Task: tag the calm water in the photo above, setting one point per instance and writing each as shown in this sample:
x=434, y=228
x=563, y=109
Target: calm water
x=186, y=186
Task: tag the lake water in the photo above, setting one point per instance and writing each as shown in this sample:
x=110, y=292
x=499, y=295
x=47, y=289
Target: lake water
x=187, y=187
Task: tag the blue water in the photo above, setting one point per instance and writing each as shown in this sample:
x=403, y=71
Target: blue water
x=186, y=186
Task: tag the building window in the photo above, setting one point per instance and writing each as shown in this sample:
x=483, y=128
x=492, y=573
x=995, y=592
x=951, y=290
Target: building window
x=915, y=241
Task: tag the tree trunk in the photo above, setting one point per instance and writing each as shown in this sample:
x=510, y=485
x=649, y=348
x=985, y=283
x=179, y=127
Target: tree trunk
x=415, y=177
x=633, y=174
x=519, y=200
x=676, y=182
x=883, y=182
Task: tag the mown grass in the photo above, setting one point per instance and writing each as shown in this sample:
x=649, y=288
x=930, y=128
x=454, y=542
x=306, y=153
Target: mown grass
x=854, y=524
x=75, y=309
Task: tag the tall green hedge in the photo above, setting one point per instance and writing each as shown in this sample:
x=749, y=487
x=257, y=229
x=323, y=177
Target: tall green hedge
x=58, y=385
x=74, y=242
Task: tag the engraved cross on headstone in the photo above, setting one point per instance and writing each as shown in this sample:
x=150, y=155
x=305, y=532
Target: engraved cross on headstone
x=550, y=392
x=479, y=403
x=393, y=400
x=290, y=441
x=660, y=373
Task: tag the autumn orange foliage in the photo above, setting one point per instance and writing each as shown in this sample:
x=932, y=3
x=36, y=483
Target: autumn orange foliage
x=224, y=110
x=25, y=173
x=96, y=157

• _Exercise objective_: Render every line of the items above as a JSON list of strings, one string per line, with blank lines omitted.

• _Task output_:
[
  "Task: tag the calm water in the photo above, setting one point per instance and writing each as shown in this sample:",
  "x=434, y=228",
  "x=563, y=109",
  "Target: calm water",
  "x=186, y=186",
  "Task: tag the lake water in the photo above, setting one point per instance and writing each as shown in this sample:",
  "x=110, y=292",
  "x=499, y=295",
  "x=47, y=289",
  "Target: lake water",
  "x=187, y=187",
  "Task: tag the blue water in the photo above, setting one point per instance and writing each as shown in this sample:",
  "x=403, y=71",
  "Target: blue water",
  "x=186, y=186",
  "Task: tag the building window in the photo above, setting one point per instance and writing each as shown in this sample:",
  "x=483, y=128",
  "x=492, y=573",
  "x=995, y=592",
  "x=951, y=290",
  "Target: building window",
  "x=915, y=241",
  "Task: tag the tree trunk in the photo above, setting one point per instance and writing each as shown in this sample:",
  "x=510, y=485",
  "x=649, y=348",
  "x=985, y=283",
  "x=179, y=127",
  "Target: tree trunk",
  "x=415, y=177",
  "x=633, y=174",
  "x=519, y=200",
  "x=676, y=182",
  "x=883, y=182",
  "Task: tag the mown grass in the photo above, setting one point per instance and writing each as shown in this sample:",
  "x=649, y=288",
  "x=930, y=128",
  "x=454, y=542",
  "x=306, y=153",
  "Target: mown grass",
  "x=854, y=524",
  "x=75, y=309",
  "Task: tag the tall green hedge in the photo above, setting one point per instance and writing each as shown in this sample:",
  "x=749, y=487",
  "x=257, y=229",
  "x=323, y=177",
  "Target: tall green hedge",
  "x=58, y=385",
  "x=74, y=242",
  "Task: tag the engraved cross on headstone in the photo above, setting one point per instance and writing each as shown in this sample:",
  "x=150, y=155",
  "x=305, y=532",
  "Target: engraved cross on headstone",
  "x=550, y=392",
  "x=479, y=403",
  "x=393, y=400",
  "x=290, y=441",
  "x=660, y=373",
  "Task: tag the autumn orange foliage in the photo above, setting one point per instance and writing each as shown in this sample:",
  "x=932, y=3",
  "x=36, y=483",
  "Target: autumn orange foliage",
  "x=224, y=110",
  "x=25, y=173",
  "x=96, y=157"
]